Page excerpt
Anyway, to the point: was China right to invade Tibet? The question is: how could it not invade Tibet? China had good reason to think that Tibet would become an Indian, and indirectly a British, or at least Western vassal. Why would China not grab a huge swath of land populated by a handful of people, which could perhaps contain some natural resources, but most importantly, was a hugely useful strategic asset? Of course Mao seized Tibet. That's how the world works. Do you know both the Yellow River and the Yang-Tse both start in Tibet? And the Mekong, and the Indus, and the Bhramaputra, and the Salween. China is supposed to leave that alone? Come on.
Is the world worse off without Tibetan Buddhism having a sovereign state of their own? That I don't know. As for the religion itself; I find it all to be pointless drivel, to be honest. Probably better than Chinese Communism, which is positively toxic. But Tibetan culture was pretty crappy, all things considered. It suited them well, for a thousand years, until it didn't, because we entered the industrial age, and the military equilibrium changed. You are not allowed to have your own idiosyncratic culture and do your thing these days. Everybody is on everybody's nerves, and looking for ways to take advantage and fuck with you.
Personally, I think it's probably for the best that China was able to seize Tibet and achieve a better strategic position as a sovereign nation. China is very, very Westernized these days, more than I like, but it's an independent state, one of very few on Earth today. If Tibet had to be sacrificed for that, well tough luck. Their culture was ok but not that interesting really, and at any rate that's the world we live in. And there's always pleasure in sticking it to USG and that insufferable contractor of theirs, the Dalai Lama.

Material provided
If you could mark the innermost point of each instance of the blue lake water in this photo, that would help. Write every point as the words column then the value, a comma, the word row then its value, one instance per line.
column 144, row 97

Required tasks
a – From the passage on China and Tibet, return everything from "Is the world" down to "fuck with you.", copied word for word.
b – Carry the passage on China's seizure of Tibet further, starting after its last sentence.

List of answers
a –
Is the world worse off without Tibetan Buddhism having a sovereign state of their own? That I don't know. As for the religion itself; I find it all to be pointless drivel, to be honest. Probably better than Chinese Communism, which is positively toxic. But Tibetan culture was pretty crappy, all things considered. It suited them well, for a thousand years, until it didn't, because we entered the industrial age, and the military equilibrium changed. You are not allowed to have your own idiosyncratic culture and do your thing these days. Everybody is on everybody's nerves, and looking for ways to take advantage and fuck with you.

b –
Moldbug talked of the Patchwork of neocameralist nations. Pope Francis (!) talks of a Polyhedron of independent nations, all doing their thing. I think Scott Alexander had something similar. The idea of letting the hundreds flowers bloom, having a myriad cultures all doing their thing is of course a good and noble one. I'd rather we had more different cultures competing on this planet, instead of the rapidly declining death-cult of the modern Progressive state. I do feel Tibetans should be allowed to keep doing their monastery thing, dress in yellow, rape young monks and call Mongol mercenaries to burn rival monasteries. I find the Tibetan script to be very beautiful, even though they only use it to write pointless drivel. So I'm a little bit sorry that Tibetan culture couldn't survive. And most Chinese I know would rather Tibetans stayed home. Tibetans are rough, high-T, low IQ people. The gypsies of China, in a sense. They're also smooth with the ladies, good singers, dancers, and all that. They are a really, really bad fit in China. For everyone's benefit they should have their own country and stay there.
Alas, this is the world we live on. There's this thing called politics, and yes, foreign policy too. Bad people exist, they do bad things, and they force others to do bad things, sometimes preemptively, lest they do bad things to them first. Often it's not very clear what is bad or whether it's going to actually happen. Often foreign policy is used just as a way of achieving internal power. Shit happens. It will always happen. We can't wish it away. All we can do is study it.